>> Start Records for processing
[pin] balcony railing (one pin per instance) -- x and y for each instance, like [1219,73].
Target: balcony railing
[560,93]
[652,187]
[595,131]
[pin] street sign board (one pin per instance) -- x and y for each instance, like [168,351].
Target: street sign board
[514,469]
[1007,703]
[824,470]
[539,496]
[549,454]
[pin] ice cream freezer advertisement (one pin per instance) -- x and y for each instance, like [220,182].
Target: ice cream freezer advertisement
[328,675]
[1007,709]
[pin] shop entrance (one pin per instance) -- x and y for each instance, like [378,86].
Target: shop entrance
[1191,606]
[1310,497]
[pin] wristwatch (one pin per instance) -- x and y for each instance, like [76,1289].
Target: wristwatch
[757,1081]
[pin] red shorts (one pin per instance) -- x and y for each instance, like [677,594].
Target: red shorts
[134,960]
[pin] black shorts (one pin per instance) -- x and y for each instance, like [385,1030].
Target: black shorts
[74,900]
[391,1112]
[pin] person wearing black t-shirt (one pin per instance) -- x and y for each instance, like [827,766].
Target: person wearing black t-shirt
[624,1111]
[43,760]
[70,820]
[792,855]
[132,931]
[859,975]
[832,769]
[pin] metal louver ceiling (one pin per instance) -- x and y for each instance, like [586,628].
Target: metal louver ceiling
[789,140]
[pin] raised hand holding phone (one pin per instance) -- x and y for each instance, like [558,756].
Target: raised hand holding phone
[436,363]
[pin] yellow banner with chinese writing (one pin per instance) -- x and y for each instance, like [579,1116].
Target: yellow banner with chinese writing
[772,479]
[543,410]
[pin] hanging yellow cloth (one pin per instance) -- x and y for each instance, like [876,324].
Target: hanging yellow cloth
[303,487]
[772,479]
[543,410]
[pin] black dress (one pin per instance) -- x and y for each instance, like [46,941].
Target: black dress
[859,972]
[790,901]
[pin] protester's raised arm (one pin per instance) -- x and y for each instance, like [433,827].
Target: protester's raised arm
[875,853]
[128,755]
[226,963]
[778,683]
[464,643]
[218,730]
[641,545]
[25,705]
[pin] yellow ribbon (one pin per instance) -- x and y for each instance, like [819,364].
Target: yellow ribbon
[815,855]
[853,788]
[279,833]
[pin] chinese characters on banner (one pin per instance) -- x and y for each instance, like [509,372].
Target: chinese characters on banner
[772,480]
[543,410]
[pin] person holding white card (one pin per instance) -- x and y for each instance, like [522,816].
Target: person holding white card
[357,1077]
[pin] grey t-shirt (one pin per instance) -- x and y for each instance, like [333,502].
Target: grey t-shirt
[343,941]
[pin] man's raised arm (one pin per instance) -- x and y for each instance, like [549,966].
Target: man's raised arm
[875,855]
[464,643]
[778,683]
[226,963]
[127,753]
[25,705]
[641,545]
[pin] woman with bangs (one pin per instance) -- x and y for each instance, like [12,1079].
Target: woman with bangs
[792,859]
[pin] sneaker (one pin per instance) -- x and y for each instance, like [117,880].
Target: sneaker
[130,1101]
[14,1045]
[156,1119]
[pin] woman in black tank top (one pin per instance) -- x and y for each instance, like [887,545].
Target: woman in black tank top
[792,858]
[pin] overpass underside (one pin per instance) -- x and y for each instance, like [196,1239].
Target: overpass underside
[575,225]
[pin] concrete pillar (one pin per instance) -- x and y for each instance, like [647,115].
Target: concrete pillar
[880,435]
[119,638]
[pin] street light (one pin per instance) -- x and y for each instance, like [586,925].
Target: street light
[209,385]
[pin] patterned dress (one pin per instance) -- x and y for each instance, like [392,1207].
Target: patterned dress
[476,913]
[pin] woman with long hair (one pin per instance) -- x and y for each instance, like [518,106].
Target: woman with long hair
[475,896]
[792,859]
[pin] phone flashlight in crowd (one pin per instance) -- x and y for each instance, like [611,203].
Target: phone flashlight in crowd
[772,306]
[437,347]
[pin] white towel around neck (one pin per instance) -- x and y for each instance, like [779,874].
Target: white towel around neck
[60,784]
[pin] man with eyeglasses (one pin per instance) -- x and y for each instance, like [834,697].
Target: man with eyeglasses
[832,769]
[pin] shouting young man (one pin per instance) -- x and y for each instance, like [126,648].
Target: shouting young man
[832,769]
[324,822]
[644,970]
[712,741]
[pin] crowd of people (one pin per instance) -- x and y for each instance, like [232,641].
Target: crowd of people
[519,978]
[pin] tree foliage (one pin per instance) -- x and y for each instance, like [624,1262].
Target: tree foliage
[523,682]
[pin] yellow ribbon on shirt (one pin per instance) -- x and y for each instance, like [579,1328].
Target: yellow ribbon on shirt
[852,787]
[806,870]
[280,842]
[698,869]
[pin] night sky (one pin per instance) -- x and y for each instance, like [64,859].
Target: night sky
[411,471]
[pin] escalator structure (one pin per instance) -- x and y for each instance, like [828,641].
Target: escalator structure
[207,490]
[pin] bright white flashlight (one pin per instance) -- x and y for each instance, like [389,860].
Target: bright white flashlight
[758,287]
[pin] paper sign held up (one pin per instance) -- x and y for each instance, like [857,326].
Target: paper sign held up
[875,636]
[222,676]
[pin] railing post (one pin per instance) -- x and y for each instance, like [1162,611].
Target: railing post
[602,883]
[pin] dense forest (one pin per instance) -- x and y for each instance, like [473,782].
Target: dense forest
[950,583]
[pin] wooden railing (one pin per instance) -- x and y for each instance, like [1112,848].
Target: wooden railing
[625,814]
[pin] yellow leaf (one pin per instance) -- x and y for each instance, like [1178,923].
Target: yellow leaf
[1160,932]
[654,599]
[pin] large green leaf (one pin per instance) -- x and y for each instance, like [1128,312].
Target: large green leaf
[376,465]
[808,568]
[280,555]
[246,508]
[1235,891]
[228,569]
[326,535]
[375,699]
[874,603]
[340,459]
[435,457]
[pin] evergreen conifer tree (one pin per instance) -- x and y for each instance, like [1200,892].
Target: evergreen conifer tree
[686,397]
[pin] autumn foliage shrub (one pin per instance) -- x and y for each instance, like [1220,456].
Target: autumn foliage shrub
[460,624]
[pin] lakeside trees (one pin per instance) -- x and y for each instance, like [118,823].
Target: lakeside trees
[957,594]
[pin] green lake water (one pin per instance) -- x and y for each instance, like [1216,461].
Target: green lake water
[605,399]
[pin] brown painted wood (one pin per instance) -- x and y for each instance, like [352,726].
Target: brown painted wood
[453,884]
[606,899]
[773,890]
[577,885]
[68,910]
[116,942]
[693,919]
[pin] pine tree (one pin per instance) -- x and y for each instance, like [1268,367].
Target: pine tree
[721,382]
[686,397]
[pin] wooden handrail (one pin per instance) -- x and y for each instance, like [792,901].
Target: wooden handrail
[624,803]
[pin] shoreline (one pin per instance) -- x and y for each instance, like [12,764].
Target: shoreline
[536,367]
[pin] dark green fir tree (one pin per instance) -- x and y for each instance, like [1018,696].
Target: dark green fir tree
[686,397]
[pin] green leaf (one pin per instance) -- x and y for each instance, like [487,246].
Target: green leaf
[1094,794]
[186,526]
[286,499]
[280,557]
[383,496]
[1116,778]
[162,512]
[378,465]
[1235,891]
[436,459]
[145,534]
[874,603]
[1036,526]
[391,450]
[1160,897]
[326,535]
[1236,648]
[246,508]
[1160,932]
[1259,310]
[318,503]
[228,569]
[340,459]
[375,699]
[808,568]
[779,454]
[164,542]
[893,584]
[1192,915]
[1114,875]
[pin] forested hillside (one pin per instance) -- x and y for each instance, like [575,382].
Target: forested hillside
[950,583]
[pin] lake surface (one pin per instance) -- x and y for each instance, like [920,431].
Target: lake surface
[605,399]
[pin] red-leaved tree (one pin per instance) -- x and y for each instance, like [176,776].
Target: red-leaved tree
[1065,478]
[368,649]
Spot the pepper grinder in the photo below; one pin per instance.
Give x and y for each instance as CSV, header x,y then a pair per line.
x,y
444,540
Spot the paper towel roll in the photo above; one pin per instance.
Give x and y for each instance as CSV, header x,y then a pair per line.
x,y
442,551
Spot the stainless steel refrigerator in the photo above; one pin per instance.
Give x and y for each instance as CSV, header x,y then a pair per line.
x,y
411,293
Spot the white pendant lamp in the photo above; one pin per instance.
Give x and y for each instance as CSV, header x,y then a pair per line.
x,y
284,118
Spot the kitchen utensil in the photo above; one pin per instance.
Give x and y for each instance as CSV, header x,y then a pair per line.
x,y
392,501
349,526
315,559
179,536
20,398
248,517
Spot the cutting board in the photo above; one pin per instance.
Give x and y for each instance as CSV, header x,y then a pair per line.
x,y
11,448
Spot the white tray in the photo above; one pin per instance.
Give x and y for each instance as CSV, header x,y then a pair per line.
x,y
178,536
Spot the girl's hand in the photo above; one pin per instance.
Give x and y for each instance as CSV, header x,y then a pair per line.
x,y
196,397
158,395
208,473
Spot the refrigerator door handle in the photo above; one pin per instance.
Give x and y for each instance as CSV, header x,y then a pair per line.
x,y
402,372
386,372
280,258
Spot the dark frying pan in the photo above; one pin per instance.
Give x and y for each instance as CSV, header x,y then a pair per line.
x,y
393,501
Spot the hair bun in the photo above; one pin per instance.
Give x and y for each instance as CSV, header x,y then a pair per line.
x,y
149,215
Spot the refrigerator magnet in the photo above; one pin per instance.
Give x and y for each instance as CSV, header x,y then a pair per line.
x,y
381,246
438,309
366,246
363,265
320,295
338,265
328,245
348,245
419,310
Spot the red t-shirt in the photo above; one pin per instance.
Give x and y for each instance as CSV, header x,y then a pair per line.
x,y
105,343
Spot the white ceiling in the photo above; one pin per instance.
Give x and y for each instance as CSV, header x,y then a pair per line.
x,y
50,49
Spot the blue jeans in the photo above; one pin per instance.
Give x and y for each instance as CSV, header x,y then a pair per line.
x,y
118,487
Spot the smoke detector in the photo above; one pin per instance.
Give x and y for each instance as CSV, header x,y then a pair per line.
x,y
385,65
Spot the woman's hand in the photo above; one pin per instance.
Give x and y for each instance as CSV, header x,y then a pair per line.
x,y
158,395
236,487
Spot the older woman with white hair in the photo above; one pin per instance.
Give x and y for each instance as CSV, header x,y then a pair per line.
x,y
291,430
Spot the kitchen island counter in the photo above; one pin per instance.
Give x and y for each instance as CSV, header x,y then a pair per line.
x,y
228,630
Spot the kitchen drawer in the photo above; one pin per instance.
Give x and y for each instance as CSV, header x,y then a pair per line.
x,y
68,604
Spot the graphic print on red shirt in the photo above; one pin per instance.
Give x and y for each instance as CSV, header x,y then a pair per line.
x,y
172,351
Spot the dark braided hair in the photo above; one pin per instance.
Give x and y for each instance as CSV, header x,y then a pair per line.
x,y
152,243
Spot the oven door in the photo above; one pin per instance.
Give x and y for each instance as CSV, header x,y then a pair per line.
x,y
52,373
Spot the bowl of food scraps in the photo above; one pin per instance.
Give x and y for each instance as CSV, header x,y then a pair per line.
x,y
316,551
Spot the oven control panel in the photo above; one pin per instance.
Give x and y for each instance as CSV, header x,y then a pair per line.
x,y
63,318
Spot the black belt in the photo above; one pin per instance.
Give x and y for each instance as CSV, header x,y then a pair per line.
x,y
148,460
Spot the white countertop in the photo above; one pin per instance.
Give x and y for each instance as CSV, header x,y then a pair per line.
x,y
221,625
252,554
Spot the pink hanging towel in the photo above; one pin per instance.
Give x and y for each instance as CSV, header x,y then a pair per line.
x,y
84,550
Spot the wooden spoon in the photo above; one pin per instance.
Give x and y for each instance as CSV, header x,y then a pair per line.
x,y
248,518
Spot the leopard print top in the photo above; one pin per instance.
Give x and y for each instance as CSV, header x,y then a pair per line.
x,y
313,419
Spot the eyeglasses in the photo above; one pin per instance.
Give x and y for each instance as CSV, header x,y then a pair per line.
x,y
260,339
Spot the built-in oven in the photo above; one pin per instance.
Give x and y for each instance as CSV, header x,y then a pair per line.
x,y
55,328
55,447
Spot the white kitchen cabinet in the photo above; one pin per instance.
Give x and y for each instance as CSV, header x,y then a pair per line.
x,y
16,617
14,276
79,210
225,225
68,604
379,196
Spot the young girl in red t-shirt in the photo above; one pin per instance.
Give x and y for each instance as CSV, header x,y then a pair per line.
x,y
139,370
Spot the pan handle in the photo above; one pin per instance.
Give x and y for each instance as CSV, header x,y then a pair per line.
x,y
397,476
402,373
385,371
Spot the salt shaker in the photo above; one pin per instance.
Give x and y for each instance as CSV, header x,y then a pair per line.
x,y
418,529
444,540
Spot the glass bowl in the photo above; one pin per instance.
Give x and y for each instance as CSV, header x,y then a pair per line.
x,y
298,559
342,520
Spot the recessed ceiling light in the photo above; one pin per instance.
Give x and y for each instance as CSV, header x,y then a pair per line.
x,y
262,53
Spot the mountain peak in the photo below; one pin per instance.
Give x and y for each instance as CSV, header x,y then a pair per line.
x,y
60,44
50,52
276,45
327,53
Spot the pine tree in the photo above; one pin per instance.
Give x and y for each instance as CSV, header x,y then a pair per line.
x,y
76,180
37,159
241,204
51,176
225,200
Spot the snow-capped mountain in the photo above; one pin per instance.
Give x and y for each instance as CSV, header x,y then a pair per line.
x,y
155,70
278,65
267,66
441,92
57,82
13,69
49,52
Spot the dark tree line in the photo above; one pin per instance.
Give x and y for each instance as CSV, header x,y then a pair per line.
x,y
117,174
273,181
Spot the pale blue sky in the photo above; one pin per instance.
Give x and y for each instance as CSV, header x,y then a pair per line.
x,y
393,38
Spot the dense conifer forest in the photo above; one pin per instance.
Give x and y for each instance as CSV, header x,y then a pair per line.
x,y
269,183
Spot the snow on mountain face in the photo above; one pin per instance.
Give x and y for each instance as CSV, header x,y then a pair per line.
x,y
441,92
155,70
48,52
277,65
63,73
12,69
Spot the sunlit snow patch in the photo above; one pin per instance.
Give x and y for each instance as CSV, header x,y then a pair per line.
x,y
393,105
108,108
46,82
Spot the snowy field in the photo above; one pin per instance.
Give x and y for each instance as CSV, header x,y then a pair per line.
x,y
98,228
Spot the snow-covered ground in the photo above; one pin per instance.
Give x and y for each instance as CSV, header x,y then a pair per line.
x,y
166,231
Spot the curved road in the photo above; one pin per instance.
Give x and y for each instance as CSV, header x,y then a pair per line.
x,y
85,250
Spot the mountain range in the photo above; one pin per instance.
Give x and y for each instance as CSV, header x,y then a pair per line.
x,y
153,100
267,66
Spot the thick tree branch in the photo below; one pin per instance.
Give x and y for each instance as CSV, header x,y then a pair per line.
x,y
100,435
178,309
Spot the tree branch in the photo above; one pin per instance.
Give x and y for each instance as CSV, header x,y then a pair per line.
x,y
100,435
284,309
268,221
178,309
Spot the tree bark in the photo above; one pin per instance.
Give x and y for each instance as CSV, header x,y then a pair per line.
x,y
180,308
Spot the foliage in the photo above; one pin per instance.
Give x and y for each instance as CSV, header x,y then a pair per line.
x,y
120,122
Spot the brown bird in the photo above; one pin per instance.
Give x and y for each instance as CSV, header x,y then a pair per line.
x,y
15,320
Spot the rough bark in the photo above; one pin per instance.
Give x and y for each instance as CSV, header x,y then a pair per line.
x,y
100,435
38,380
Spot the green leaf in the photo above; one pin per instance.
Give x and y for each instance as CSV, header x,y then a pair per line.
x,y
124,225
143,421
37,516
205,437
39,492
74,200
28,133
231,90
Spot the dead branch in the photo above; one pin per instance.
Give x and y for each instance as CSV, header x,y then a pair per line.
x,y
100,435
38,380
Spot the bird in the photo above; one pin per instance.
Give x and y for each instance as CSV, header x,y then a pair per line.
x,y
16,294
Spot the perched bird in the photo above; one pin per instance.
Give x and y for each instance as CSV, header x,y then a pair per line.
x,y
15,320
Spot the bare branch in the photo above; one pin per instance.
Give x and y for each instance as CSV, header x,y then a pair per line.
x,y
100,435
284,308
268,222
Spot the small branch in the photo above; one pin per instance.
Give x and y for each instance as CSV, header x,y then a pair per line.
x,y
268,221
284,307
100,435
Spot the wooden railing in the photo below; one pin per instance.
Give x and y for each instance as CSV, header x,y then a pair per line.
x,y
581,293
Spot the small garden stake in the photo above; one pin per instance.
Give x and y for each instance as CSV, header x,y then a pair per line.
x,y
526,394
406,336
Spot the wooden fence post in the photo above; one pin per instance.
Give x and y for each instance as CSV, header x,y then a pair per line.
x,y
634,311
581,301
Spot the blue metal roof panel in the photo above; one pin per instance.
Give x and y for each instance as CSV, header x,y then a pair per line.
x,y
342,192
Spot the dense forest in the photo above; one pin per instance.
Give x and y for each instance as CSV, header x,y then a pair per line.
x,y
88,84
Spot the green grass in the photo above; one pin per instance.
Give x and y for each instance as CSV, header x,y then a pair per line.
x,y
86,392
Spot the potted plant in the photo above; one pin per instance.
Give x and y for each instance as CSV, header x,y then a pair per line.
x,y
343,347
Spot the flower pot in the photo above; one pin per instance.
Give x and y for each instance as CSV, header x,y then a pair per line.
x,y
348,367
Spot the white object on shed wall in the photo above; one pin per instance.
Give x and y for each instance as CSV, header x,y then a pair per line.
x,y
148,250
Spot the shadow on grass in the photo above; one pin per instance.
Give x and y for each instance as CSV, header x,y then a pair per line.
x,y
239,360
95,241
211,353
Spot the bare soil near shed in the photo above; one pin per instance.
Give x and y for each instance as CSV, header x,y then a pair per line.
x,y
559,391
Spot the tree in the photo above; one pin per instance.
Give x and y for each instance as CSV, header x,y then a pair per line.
>> End Records for processing
### Task
Recast the rows as a numbered list with blank lines left out, covering only the part that begins with the line containing "Spot the shadow" and runs through the end of the rows, both ends included.

### Response to the task
1. Spot the shadow on grass in the photo above; one pin per instance.
2. Give x and y for each instance as CSV, header x,y then a pair per line.
3. x,y
4. 239,360
5. 95,241
6. 211,353
7. Spot the bare soil near shed in the photo above; one pin per instance.
8. Give x and y for each instance as CSV, header x,y then a pair per line.
9. x,y
10. 559,391
11. Spot the tree in the photo above; one pin per instance.
12. Give x and y for each instance as CSV, header x,y then a pair per line.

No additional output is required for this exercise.